What is expected ▸
For this exercise, write out exactly the lines from the line containing "Pin the forested" through the last line of the records, and no other lines.

Input data ▸
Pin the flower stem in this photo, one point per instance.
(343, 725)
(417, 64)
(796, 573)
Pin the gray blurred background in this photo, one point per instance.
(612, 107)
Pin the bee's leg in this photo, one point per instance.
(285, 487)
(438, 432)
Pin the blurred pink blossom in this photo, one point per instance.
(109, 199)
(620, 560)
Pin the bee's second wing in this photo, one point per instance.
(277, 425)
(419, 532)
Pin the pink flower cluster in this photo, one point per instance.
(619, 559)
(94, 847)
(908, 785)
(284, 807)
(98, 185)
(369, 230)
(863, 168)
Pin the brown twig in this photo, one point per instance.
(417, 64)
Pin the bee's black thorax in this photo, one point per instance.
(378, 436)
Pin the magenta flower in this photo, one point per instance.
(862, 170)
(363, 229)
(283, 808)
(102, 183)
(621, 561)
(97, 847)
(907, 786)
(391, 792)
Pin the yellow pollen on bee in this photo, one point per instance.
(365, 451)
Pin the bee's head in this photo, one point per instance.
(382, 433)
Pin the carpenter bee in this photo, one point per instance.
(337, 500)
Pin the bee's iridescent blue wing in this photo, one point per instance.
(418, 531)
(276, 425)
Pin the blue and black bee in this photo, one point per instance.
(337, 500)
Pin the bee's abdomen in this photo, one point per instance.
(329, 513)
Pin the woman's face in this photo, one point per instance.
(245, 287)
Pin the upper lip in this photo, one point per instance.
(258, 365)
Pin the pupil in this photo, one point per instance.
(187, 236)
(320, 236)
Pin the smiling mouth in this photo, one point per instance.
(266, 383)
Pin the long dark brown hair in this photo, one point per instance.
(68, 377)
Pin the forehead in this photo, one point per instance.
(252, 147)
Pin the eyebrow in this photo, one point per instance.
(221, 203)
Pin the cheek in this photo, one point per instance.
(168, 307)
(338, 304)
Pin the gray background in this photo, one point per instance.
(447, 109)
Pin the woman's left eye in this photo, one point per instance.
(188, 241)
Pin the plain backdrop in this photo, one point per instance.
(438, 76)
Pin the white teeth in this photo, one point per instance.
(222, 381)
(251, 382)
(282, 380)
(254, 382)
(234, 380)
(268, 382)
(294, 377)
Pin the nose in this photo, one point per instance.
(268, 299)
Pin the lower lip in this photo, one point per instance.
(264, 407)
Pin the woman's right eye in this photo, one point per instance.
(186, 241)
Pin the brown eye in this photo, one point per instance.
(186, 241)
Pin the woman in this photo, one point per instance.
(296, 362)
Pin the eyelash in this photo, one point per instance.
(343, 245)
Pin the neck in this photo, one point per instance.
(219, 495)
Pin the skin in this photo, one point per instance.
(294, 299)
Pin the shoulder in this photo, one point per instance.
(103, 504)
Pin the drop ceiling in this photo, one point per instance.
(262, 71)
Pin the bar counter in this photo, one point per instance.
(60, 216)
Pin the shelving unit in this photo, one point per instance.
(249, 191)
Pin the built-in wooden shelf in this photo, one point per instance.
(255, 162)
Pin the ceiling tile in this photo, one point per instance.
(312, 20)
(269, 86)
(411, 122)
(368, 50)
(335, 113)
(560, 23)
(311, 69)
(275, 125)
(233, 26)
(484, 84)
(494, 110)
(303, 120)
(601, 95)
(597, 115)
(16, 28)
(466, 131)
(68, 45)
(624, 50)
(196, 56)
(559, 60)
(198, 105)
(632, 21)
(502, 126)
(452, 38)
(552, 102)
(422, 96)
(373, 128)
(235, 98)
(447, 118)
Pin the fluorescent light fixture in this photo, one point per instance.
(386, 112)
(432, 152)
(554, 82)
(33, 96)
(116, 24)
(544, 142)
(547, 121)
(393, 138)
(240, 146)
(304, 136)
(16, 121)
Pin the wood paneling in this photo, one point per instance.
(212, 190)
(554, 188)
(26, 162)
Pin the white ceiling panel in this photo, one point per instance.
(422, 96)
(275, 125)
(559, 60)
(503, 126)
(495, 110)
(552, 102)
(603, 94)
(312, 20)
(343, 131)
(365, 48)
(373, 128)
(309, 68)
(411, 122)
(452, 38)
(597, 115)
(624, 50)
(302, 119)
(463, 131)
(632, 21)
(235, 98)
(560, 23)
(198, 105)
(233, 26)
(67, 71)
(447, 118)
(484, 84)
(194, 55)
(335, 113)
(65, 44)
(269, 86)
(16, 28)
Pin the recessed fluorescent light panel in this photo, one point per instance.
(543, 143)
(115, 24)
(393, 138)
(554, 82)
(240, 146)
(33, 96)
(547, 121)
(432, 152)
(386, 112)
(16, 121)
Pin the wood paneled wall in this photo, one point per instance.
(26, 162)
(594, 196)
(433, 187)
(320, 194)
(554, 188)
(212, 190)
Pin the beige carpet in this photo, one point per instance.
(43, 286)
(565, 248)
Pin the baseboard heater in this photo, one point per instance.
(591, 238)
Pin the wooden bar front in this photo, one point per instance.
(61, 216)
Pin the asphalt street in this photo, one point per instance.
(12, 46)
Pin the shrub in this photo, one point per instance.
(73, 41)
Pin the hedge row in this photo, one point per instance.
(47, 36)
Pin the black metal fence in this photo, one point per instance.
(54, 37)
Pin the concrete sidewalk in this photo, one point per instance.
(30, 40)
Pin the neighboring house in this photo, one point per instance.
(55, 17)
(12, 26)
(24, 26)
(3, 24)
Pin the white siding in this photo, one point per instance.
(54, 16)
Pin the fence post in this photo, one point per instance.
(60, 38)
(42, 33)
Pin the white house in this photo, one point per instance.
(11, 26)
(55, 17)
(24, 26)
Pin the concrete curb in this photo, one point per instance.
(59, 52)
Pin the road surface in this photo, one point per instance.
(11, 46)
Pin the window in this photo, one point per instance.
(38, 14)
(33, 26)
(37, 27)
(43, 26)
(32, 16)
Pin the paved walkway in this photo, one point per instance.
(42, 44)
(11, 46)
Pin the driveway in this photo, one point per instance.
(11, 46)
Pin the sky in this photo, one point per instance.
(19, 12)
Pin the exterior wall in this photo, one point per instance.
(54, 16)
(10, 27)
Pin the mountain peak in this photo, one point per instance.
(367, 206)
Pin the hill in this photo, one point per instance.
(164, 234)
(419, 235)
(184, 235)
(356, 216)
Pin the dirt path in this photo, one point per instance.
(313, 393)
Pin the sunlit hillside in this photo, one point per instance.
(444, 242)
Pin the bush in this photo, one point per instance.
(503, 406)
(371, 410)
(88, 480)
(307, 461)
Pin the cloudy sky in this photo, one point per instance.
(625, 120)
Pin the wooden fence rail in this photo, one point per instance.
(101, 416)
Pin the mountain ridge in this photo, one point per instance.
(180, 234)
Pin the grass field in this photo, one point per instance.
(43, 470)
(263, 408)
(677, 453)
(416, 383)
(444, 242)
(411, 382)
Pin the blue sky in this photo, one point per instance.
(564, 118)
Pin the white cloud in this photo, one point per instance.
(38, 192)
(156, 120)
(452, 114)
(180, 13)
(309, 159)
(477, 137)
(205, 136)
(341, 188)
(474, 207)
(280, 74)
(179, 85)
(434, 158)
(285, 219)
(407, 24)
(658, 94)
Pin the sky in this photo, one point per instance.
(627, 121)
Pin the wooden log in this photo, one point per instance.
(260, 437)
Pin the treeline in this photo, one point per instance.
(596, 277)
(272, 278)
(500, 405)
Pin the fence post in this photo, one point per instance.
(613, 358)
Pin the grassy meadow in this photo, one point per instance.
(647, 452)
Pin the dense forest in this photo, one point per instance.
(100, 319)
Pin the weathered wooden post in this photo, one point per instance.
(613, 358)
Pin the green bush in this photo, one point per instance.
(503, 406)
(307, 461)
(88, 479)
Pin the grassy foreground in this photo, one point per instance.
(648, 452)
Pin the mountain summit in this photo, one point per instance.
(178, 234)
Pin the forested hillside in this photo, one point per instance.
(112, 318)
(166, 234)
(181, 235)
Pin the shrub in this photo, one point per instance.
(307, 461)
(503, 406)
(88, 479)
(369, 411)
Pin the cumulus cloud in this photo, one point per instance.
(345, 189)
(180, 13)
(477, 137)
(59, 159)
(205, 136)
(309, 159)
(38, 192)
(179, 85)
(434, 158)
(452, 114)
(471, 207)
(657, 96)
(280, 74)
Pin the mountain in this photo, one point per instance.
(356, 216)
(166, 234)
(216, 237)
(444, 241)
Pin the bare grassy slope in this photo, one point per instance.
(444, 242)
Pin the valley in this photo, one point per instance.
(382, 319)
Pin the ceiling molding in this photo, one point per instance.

Your response ▸
Pin the forested hillside in this photo, one point per instance.
(112, 318)
(166, 234)
(181, 235)
Pin the shrub in this photo, one point per instance.
(307, 461)
(503, 406)
(88, 479)
(369, 411)
Pin the cumulus cloud in this photo, one point per instance.
(345, 189)
(180, 13)
(477, 137)
(59, 159)
(205, 136)
(309, 159)
(38, 192)
(179, 85)
(434, 158)
(452, 114)
(471, 207)
(657, 96)
(280, 74)
Pin the mountain in this photo, one point per instance.
(356, 216)
(166, 234)
(216, 237)
(444, 241)
Pin the bare grassy slope in this photo, one point per instance.
(444, 242)
Pin the valley in this photo, one point per instance.
(382, 319)
Pin the ceiling molding in this photo, one point per instance.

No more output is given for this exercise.